RECORDS SUPPLIED:
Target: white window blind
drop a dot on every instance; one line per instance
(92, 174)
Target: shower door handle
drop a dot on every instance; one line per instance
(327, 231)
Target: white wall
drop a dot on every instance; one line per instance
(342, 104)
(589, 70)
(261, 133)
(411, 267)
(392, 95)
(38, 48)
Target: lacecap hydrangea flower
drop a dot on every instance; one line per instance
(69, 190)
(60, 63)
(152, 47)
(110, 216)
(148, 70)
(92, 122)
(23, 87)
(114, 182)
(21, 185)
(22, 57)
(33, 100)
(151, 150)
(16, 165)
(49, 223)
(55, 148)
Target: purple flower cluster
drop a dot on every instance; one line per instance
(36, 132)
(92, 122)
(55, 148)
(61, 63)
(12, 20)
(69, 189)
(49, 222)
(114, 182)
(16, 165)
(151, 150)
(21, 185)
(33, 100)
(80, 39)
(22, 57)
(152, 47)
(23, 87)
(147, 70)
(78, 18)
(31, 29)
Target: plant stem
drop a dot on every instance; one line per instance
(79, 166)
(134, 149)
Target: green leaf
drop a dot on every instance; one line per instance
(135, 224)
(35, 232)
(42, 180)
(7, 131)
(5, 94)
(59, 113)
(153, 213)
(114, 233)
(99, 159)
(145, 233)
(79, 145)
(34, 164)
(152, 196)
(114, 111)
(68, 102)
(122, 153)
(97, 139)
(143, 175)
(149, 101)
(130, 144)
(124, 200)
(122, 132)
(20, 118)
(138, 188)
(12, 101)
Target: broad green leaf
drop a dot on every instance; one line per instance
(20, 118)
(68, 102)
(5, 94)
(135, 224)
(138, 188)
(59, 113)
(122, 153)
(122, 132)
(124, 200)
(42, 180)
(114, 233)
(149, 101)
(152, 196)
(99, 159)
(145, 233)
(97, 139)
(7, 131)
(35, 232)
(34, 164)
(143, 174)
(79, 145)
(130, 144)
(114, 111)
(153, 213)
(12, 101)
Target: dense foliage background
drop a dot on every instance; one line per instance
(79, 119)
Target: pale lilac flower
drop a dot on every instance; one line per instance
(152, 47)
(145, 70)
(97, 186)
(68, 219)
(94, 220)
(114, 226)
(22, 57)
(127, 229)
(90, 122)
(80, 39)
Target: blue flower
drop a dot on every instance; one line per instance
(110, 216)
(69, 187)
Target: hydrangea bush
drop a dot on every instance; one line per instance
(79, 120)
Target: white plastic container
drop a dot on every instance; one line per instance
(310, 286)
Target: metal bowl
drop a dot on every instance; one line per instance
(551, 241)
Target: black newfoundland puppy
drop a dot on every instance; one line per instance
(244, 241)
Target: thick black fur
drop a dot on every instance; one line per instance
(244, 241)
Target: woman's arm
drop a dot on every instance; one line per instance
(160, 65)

SHORT PROBLEM: Edit the records above by replacing each "drop a dot" with "place a point", then write them out again in full, with everything else left unchanged.

EXPECTED OUTPUT:
Target: white window blind
place a point on every instance; one line per instance
(92, 174)
Target: shower door handle
place a point on every instance; one line per instance
(327, 231)
Target: white wall
place a point on every instance; one line per instance
(342, 104)
(589, 70)
(261, 133)
(411, 267)
(392, 95)
(38, 48)
Target: lacecap hydrangea flower
place a point on every instance; one line per instance
(69, 190)
(60, 63)
(152, 47)
(110, 216)
(148, 70)
(92, 122)
(23, 87)
(114, 182)
(21, 185)
(22, 57)
(33, 100)
(151, 150)
(16, 165)
(49, 223)
(55, 148)
Target: purple flower cluster
place a point on every instance; one line per instance
(36, 132)
(92, 122)
(55, 148)
(61, 63)
(12, 20)
(69, 189)
(49, 222)
(114, 182)
(16, 165)
(151, 150)
(21, 185)
(33, 100)
(80, 39)
(22, 57)
(152, 47)
(23, 87)
(147, 70)
(78, 18)
(31, 29)
Target: plant stem
place a point on every instance; one line per instance
(79, 166)
(134, 149)
Target: green leaf
place a point on every instance; one line per instance
(135, 224)
(35, 232)
(42, 180)
(7, 131)
(5, 94)
(59, 113)
(153, 213)
(114, 233)
(99, 159)
(145, 233)
(79, 145)
(34, 164)
(152, 196)
(114, 111)
(68, 102)
(122, 153)
(97, 139)
(143, 175)
(149, 101)
(130, 144)
(124, 200)
(122, 132)
(20, 118)
(138, 188)
(12, 101)
Target: broad green leaf
place a point on every instance; one line per instance
(20, 118)
(68, 102)
(5, 94)
(135, 224)
(138, 188)
(59, 113)
(122, 153)
(122, 132)
(124, 200)
(42, 180)
(114, 233)
(149, 101)
(152, 196)
(99, 159)
(145, 233)
(97, 139)
(7, 131)
(35, 232)
(34, 164)
(143, 174)
(79, 145)
(130, 144)
(114, 111)
(153, 213)
(12, 101)
Target: dense foliage background
place a point on every instance; one line per instance
(79, 119)
Target: pale lilac flower
place a point on every instance; one line per instance
(152, 47)
(145, 70)
(97, 186)
(68, 219)
(94, 220)
(114, 226)
(22, 57)
(127, 229)
(90, 122)
(80, 39)
Target: blue flower
place a point on every instance; one line per instance
(110, 216)
(69, 187)
Target: hydrangea bush
place a point on every instance; one line per instance
(79, 120)
Target: white plastic container
place a point on every instance; one line per instance
(310, 286)
Target: metal bowl
place a point on every instance; one line per instance
(551, 241)
Target: black newfoundland puppy
place a point on every instance; one line per instance
(244, 241)
Target: thick black fur
place a point on every instance; one line per instance
(244, 241)
Target: woman's arm
place a point on every instance; one line per instance
(160, 65)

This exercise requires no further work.